**Provided data:**
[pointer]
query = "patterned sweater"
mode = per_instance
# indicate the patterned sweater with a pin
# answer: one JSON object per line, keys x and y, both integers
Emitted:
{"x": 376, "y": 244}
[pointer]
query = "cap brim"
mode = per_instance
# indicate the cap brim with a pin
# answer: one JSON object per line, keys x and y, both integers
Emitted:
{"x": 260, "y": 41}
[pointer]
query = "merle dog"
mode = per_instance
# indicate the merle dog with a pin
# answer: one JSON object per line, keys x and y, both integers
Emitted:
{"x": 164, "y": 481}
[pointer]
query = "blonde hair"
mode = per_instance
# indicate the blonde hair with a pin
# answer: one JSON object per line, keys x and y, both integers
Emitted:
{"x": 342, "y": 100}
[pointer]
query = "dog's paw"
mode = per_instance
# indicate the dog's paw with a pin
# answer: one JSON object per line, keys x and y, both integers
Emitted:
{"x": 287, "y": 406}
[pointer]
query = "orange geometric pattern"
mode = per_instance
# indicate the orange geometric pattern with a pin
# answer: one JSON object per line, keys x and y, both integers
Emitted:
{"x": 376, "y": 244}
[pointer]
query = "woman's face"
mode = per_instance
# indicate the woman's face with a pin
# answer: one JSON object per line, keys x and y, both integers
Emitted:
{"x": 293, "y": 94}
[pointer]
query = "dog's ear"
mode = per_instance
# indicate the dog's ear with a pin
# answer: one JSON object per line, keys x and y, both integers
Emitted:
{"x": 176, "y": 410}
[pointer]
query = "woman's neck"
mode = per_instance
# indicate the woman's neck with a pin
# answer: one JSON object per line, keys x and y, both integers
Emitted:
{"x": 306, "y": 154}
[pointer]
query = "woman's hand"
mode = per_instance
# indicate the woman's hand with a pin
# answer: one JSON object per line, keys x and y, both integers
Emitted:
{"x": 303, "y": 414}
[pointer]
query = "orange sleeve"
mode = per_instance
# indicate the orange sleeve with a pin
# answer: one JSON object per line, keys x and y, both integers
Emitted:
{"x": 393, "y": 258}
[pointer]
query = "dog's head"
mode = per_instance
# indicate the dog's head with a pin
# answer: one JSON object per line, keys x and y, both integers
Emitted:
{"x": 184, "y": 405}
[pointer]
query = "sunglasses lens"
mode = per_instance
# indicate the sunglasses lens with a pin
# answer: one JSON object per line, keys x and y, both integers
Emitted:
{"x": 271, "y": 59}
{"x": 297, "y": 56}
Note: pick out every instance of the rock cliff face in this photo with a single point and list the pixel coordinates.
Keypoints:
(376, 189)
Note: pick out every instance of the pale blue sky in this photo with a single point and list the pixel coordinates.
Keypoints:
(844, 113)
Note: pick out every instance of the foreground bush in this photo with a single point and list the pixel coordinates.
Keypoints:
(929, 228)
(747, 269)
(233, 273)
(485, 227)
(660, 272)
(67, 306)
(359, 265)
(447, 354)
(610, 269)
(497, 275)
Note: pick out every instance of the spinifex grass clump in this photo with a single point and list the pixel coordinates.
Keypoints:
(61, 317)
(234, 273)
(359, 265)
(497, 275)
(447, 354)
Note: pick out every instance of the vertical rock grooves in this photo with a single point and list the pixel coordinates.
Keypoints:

**Short exercise:** Rewrite all the lines above, changing every "Emitted" to "Returned" and leaving everything else the same.

**Final result:**
[pointer]
query = "patterned sweater"
mode = per_instance
# indicate the patterned sweater with a pin
# answer: one JSON object per line, keys x and y, both integers
Returned:
{"x": 376, "y": 244}
[pointer]
query = "cap brim"
mode = per_instance
# indicate the cap brim with a pin
# answer: one JSON object per line, keys x and y, both integers
Returned:
{"x": 260, "y": 41}
[pointer]
query = "merle dog"
mode = per_instance
# indicate the merle dog with a pin
# answer: one JSON object per line, keys x and y, both integers
Returned:
{"x": 164, "y": 481}
[pointer]
query = "blonde hair"
mode = per_instance
# indicate the blonde hair with a pin
# answer: one JSON object per line, keys x and y, both integers
Returned:
{"x": 342, "y": 100}
[pointer]
query = "dog's paw"
mode = per_instance
# indicate the dog's paw with a pin
# answer: one JSON object per line, keys x and y, both integers
Returned:
{"x": 287, "y": 406}
[pointer]
query = "orange geometric pattern"
mode = per_instance
# indicate the orange geometric pattern with a pin
# answer: one JSON object per line, keys x and y, both integers
Returned:
{"x": 376, "y": 244}
[pointer]
query = "woman's face"
mode = per_instance
# indicate the woman's face with a pin
# answer: one JSON object per line, keys x and y, both integers
Returned:
{"x": 293, "y": 94}
[pointer]
query = "dog's ear"
mode = per_instance
# indicate the dog's ear with a pin
# answer: one JSON object per line, keys x and y, both integers
Returned:
{"x": 176, "y": 410}
[pointer]
query = "woman's neck"
mode = per_instance
# indicate the woman's neck with a pin
# answer: one JSON object per line, keys x and y, both integers
Returned:
{"x": 306, "y": 154}
[pointer]
query = "woman's hand"
mode = per_instance
# indicate the woman's hand with a pin
# answer: one JSON object per line, keys x and y, both integers
Returned:
{"x": 303, "y": 414}
[pointer]
query = "orange sleeve"
mode = per_instance
# indicate the orange sleeve with a pin
# answer: one JSON object per line, keys x and y, both integers
Returned:
{"x": 393, "y": 258}
[pointer]
query = "dog's head"
mode = per_instance
# indicate the dog's head with a pin
# answer: one JSON object per line, keys x and y, both integers
Returned:
{"x": 184, "y": 405}
[pointer]
query = "sunglasses lens"
mode = per_instance
# indicate the sunglasses lens with a pin
# answer: one JSON object per line, keys x and y, both integers
Returned:
{"x": 271, "y": 59}
{"x": 297, "y": 56}
Note: pick out every instance of the rock cliff face in this photo with a single point and list the pixel coordinates.
Keypoints:
(376, 189)
Note: pick out every instance of the pale blue sky in this photo with a single point and list the pixel coordinates.
Keypoints:
(844, 113)
Note: pick out every instance of the foreground bush in this photo with a single point and list the pixel coordinates.
Keypoints:
(929, 228)
(747, 269)
(233, 273)
(485, 227)
(660, 272)
(67, 306)
(359, 265)
(447, 354)
(610, 269)
(497, 275)
Note: pick out every instance of the spinifex grass clump in this photo with a single point and list the pixel coordinates.
Keypoints:
(61, 317)
(234, 273)
(359, 265)
(497, 275)
(447, 354)
Note: pick out every instance of the vertical rock grooves in this photo with a single point and list the pixel coordinates.
Keypoints:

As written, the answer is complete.